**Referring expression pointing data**
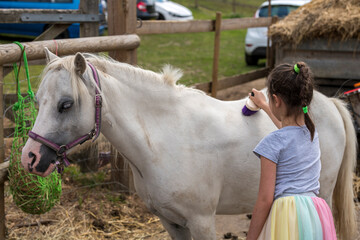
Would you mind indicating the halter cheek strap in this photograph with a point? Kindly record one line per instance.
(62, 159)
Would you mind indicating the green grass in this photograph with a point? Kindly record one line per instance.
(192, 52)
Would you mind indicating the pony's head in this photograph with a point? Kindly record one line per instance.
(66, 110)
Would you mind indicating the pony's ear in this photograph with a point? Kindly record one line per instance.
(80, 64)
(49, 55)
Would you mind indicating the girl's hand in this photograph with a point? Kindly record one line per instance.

**WHAT NEEDS TO BE DONE**
Without including any images, output the data exactly as given.

**SOLUTION FOR THIS EXERCISE**
Would you mind indicating the halter cheek strap in this photograph with a point? Kindly record one line per instance.
(62, 159)
Would you mind indicating the green grass in this photograph with a point? Kindly record one line per instance.
(192, 52)
Would you mind indicating the pony's head in this photograph with a point? Kindly record one line per instance.
(66, 110)
Would you mind indicating the pony's ear in this photograph with a point? Kindly record one line per instance.
(80, 64)
(49, 55)
Would you mind indicating the girl's hand in this photograph with a point? Kindly record one line per instance.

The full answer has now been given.